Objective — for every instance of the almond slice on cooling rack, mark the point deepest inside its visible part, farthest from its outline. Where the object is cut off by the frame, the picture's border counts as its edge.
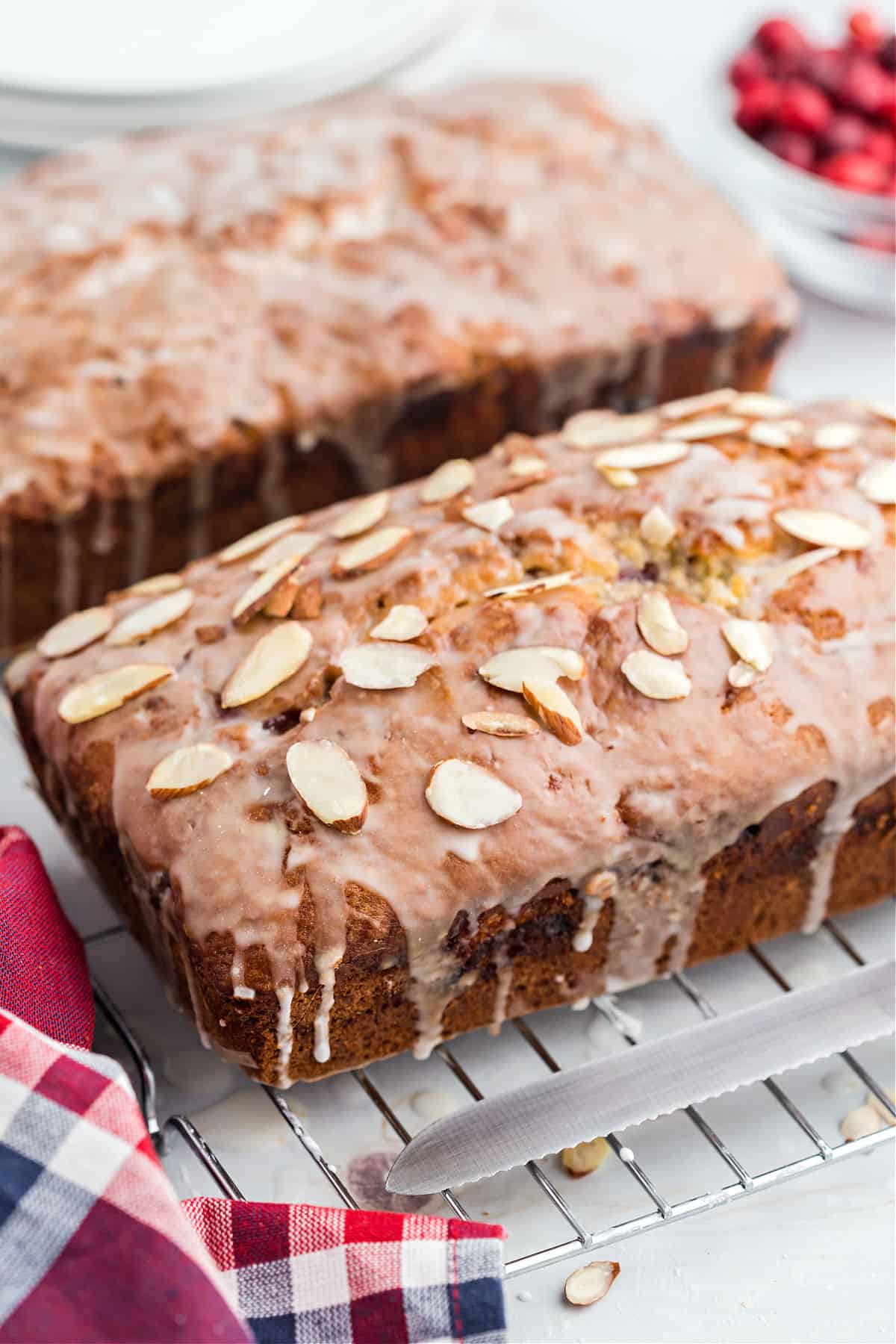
(329, 784)
(469, 796)
(108, 691)
(188, 769)
(75, 632)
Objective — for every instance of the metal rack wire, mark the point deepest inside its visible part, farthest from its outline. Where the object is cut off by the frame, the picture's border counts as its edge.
(582, 1238)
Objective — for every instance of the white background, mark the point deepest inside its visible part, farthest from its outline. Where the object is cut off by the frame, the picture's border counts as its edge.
(810, 1261)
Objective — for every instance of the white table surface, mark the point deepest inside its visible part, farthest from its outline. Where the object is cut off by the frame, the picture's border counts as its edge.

════════════════

WHAT NEEDS TO BE DONE →
Write out all the lines above again, requests included, with the pictures left out. Multiply every coordinate in the answers by 2.4 and round each result to a whole number, rounding halves up.

FULL OUTPUT →
Objective — for every instance of the almond slice on cooling rack, mark the point deepest inside its visible part, farthest from its outline. Where the object is cut off by the frame, the picture's border counts as its edge.
(790, 1882)
(1126, 1910)
(259, 1658)
(451, 1846)
(180, 1517)
Objective — for every instance of the metal rack wire, mark the point deepest inside its visible part, farthest from its outline. Where the object is cut off by the frame, the picture's border counts as its edge.
(1397, 2971)
Objective — for every instance of the white background, mark the point deepest inside its visible part, farthest from its outline. Where the object is cut off by the frame, the picture's border counts as its edge.
(1944, 3026)
Objective — for every instance of the white table surface, mark the point deepest inside its visible part, farthest from its outline. Where the object is cut off by the frame, the picture's border counts as its edge.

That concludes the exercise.